Posted on 24-03-2013
Filed Under (WOMAN) by Shombit

From Discomfort Zone column by Shombit Sengupta in Financial Express and Indian Express

Two thousand years of imposing history surrounds the Vatican, the spiritual center for 1.2 billion Catholics. A new Pope was chosen on 12 March, 2013, but 600 million women Catholics had no voice in this exclusive male club. From among male candidates only, 115 male cardinals did the selection. This is another discriminatory example of injecting a dose of anesthesia, albeit a religious one, to keep women suppressed and under the control of men.

While agreeing that the church’s hierarchy is male-dominated, Sister Mary Ann Walsh of the U.S. Conference of Catholic Bishops says women also take important lay positions in Catholic social and relief organizations. They staff Catholic schools, hospitals and charitable institutions. Other areas of visible involvement of women are the seamstresses who stitch the habits of the Vatican’s religious chiefs, the cooks and servers who feed them and the housekeepers who clean up afterwards. The highest position two women have reached is under secretaries in “superior” levels, but there’s no woman even in the matrimonial cases commission. It’s incredible that the world’s most powerful and oldest continuously practicing Roman Catholic institution has sustained without serious participation by women.

"Certainly the church is not a democratic society in the way civil society understands," said Cardinal Jose Saraiva Martins of Portugal. "It’s a hierarchical church, therefore not everyone is equal." Yet according to the Catechism of the Catholic Church, "Man and woman have been….willed by God…in perfect equality as human persons.” Neither the Vatican, nor any Catholic institution seems to recognize that. I’ve often heard several women in Europe being morally depressed over the misogynic behavior of men. Even Emperor Napoleon relegated women’s role to be mere baby producing machines.

TASK ITEM: Write out the stretch of the column from "Two thousand years" through "control of men.", substituting "sedative" for "anesthesia". Use only the column for this.

Data for finding objects from plain-language descriptions:
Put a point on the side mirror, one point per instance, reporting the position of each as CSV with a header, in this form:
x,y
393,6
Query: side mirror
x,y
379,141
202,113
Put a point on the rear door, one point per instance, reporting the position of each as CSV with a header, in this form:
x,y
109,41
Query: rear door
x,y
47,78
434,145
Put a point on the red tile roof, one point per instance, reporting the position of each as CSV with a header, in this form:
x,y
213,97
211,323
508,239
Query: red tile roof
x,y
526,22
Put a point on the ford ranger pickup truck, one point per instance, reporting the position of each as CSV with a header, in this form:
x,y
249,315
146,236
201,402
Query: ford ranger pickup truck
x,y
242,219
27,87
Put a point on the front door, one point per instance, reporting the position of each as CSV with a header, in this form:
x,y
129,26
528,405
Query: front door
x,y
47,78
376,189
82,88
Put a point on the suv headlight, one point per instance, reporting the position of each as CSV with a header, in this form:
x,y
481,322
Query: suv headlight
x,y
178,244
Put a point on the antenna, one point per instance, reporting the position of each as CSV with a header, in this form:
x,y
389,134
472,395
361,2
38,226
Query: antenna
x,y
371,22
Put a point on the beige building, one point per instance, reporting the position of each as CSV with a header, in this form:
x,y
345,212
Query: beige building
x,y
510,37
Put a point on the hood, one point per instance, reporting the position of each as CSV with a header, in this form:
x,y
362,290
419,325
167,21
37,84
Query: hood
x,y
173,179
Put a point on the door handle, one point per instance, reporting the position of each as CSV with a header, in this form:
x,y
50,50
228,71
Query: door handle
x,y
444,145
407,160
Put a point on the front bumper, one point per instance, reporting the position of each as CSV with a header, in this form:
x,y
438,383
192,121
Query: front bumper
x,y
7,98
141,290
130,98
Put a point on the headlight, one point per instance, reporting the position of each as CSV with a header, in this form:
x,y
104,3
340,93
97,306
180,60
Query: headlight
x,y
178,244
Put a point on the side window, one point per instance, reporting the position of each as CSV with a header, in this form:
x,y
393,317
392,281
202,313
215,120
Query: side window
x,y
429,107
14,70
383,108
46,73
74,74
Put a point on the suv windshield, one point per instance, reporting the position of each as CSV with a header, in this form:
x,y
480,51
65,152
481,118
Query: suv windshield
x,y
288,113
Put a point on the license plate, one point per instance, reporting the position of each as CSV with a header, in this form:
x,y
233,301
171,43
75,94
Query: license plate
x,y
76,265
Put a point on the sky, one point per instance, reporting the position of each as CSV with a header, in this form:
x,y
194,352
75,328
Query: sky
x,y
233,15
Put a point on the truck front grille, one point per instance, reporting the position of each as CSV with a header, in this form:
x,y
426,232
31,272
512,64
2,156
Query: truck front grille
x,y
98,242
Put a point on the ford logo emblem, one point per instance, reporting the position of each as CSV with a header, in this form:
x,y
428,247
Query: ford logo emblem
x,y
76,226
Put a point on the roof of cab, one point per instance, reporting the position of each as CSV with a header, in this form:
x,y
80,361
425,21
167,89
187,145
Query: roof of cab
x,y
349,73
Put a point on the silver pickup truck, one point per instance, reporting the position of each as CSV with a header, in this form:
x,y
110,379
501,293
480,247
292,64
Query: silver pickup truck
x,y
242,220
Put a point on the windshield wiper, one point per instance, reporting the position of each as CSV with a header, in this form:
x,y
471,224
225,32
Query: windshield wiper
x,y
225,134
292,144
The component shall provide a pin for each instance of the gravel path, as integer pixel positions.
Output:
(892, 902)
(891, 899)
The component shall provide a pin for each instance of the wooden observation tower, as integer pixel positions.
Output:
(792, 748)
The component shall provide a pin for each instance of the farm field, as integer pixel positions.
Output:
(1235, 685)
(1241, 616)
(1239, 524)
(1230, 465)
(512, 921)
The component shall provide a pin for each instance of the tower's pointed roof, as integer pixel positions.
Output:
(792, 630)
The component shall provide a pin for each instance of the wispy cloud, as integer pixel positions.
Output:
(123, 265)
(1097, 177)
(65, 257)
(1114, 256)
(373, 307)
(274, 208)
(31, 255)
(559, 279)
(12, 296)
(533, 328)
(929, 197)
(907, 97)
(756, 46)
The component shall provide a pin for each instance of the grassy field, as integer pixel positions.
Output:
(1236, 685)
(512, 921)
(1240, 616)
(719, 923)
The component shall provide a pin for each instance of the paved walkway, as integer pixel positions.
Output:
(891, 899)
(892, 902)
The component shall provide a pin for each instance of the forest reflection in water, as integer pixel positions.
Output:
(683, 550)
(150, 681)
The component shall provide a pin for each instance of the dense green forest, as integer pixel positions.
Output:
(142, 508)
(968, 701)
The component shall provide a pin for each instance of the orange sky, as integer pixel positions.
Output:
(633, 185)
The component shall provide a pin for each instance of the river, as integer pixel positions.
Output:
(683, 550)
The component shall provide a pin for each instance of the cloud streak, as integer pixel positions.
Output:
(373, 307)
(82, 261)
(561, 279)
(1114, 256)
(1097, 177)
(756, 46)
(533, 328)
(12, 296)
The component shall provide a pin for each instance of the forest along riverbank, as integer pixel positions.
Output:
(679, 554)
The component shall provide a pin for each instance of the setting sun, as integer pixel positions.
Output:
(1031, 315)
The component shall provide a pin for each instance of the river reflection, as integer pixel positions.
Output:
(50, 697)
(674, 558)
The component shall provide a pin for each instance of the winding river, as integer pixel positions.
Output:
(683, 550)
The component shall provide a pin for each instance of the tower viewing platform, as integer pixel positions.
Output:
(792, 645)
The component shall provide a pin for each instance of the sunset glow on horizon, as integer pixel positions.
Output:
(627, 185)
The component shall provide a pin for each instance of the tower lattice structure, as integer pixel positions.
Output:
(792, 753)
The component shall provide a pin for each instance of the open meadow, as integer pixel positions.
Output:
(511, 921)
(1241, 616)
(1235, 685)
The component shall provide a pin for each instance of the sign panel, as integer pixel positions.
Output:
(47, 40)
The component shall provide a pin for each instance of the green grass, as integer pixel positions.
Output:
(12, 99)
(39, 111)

SOLVED PROBLEM:
Two thousand years of imposing history surrounds the Vatican, the spiritual center for 1.2 billion Catholics. A new Pope was chosen on 12 March, 2013, but 600 million women Catholics had no voice in this exclusive male club. From among male candidates only, 115 male cardinals did the selection. This is another discriminatory example of injecting a dose of sedative, albeit a religious one, to keep women suppressed and under the control of men.